| PASSAGE SHOWN |
▬▬▬▬▬▬
The problem, though, is this : before my mother left for Al-Khobar, I asked her if the kids and I could stay in her house for two weeks in May because we had promised to rent out our own home to my two staff, Shazwan and Ian, whose apartment lease ended in April. We had thought that by early May my husband would have sorted the children's schooling in Jakarta, and that we'd be able to move to our Menteng abode by the middle of the month. I had thought by then I would have sent a notice to Cikgu Latifah that the children will no longer be at school here. But I was wrong, there is no such certainty. And as it so happens, Shazwan had the foresight to have their lease extended. So there was no longer a need for me to tumpang at my mother's.

I had not realised my mother and sister had relied so much on me moving, a request which somehow had morphed into a promise according to my mom, and now I'm a bad Muslim for not keeping my word. My mother worries about this sister incessantly, and to be honest I'm a little miffed because now I feel that my mother had only agreed to me moving in more out of concern for my sister than charity for my family.
▬▬▬▬▬▬
| PARTS OF THE EXERCISE |
A. List every place name that appears in the passage about the narrator's housing plans.
B. In the passage about the narrator's housing plans, what did Shazwan arrange that removed the narrator's need to stay at her mother's house?
C. Pick up the passage about the narrator's housing plans after its last sentence and continue it.
▬▬▬▬▬▬
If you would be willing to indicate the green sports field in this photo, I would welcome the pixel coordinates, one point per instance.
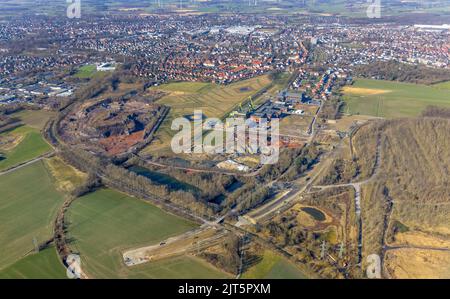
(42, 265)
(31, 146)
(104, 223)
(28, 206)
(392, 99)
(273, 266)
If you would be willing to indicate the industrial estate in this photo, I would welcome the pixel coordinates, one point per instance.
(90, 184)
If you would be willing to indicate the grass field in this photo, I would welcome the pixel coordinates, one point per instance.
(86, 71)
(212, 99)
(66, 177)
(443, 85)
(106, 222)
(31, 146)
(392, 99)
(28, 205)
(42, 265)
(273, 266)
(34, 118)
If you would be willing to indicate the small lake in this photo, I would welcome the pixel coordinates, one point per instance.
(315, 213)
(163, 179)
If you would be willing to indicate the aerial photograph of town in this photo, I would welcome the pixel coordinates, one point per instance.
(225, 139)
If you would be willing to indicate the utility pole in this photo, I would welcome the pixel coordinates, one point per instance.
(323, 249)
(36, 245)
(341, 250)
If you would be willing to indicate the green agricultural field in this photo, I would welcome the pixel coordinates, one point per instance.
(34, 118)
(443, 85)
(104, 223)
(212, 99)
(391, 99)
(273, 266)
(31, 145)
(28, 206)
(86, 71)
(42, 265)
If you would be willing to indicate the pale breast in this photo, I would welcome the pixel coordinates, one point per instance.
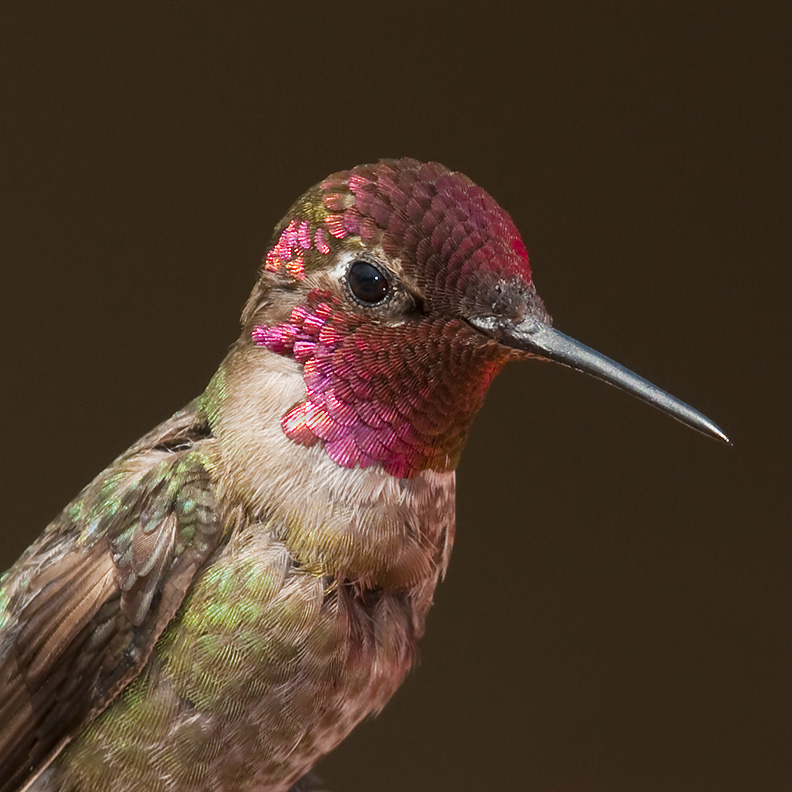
▬▬▬▬▬▬
| ANSWERS TO THIS EXERCISE |
A. Al-Khobar, Jakarta, Menteng

B. Shazwan had their apartment lease extended.

C.
I am truly sorry she's having a bad time, but the upshot is this : if I move to my mom's house, my children will have a harder time going to school, and Saiffuddin is absolutely adamant that they still go until we're sure about the transfer to Jakarta. It will mean Adam might not be able to attend co-curricular activities, or he might have to stay back if he insists on attending. Admittedly, my not having a driving licence is part of the problem, but that could be worked out by other means. The move will be an upheaval for my children -- no more friends, no more football matches in the evening, no more noisy bus rides. Worse, there's no telling how long we'll have to menumpang -- it could be two weeks or two months. I'd rather do the waiting in my own living room, but if my mother insists and Elisa once again nags me about getting nagged, I might have to bundle the kids over, despite any protest from Saiffuddin. And I'll do it before Mother's Day.

But in the meantime, I've thought of a fair compromise; and to sesiapa berkenaan I hope my mom will feel relieved to hear it : I'll tell my sister she can drop her baby and laundry at my house on her way to work, and that she can borrow Kak Ti every Saturday to clean the house. Oh, we'll do the ironing too, if she wants. But beyond that I am sure she is capable of holding her own.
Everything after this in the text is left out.